SOURCE TEXT:
•••

Nassella tenuissima is a species of grass known by the common names Mexican feathergrass, finestem needlegrass, fineleaved nassella, and Argentine needle-grass. It is native to the south-western United States, northern Mexico and Argentina. It is well-matched to climate in Australia and can be harmful to the Australian environment.

It is still widely referenced in botanical and horticultural literature under its synonym Stipa tenuissima, and has received the Royal Horticultural Society's Award of Garden Merit under that name.

==Impacts==

It is sometimes used as an ornamental garden plant, but readily escapes, and has become naturalized in the San Francisco area.

===In Australia===

The availability of N. tenuissima via the internet and other plant purchasing situations makes its entry and naturalization in Australia almost inevitable.

It is similar in appearance to Nassella trichotoma (serrated tussock) and has been recorded in Australia as a weed initially mistaken for that other invasive species.

•••

(Stored items)
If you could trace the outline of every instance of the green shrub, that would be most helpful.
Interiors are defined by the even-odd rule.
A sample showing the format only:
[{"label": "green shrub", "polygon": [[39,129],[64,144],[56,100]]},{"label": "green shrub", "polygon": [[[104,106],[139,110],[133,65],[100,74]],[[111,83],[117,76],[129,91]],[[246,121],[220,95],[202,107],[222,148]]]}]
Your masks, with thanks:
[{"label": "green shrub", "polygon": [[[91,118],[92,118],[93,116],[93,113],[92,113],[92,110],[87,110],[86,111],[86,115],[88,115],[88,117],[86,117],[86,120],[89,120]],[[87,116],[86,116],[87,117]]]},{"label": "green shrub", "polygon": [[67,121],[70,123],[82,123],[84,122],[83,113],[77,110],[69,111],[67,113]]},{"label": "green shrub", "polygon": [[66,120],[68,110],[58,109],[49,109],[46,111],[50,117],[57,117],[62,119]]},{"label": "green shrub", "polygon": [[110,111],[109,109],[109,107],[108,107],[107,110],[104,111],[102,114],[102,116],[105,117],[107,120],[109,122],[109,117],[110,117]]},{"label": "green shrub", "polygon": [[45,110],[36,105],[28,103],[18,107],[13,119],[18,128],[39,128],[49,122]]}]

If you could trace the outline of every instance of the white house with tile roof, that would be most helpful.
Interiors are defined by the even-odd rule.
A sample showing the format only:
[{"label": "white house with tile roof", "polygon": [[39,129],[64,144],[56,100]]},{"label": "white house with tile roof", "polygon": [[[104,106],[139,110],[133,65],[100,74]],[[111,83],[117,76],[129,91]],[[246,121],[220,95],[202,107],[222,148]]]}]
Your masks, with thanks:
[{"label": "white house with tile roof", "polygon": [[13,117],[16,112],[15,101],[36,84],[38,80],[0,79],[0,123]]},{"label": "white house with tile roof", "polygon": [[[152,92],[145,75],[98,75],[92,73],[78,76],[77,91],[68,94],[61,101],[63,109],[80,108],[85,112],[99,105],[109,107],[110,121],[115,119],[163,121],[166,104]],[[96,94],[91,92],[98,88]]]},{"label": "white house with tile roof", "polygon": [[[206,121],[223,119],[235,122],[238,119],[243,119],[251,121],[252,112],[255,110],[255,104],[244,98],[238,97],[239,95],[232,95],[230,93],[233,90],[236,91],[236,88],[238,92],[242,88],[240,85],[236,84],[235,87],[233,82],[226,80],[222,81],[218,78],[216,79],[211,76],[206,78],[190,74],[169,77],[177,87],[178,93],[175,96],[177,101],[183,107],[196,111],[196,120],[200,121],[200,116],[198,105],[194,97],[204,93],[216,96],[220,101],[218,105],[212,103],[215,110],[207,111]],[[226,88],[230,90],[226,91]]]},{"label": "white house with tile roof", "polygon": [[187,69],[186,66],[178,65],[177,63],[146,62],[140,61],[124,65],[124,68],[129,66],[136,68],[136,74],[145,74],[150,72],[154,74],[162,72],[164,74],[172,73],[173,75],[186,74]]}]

•••

WHAT YOU NEED TO DO:
1. Decide whether each statement agrees with the passage on Mexican feathergrass. For each one, answer yes or no and quote the words of the passage that settle it.
(a) The species is native to Argentina.
(b) The species received the Royal Horticultural Society's Award of Garden Merit under the name Nassella tenuissima.
(c) In Australia, the species was at first mistaken for serrated tussock.
2. Copy from the passage on Mexican feathergrass, beginning at the words "It is sometimes" and stopping after "other invasive species.".
None of the items is needed here.

TASK ANSWERS:
1.
(a) Yes: "It is native to the south-western United States, northern Mexico and Argentina."
(b) No: "under its synonym Stipa tenuissima, and has received the Royal Horticultural Society's Award of Garden Merit under that name"
(c) Yes: "has been recorded in Australia as a weed initially mistaken for that other invasive species"

2.
It is sometimes used as an ornamental garden plant, but readily escapes, and has become naturalized in the San Francisco area.

===In Australia===

The availability of N. tenuissima via the internet and other plant purchasing situations makes its entry and naturalization in Australia almost inevitable.

It is similar in appearance to Nassella trichotoma (serrated tussock) and has been recorded in Australia as a weed initially mistaken for that other invasive species.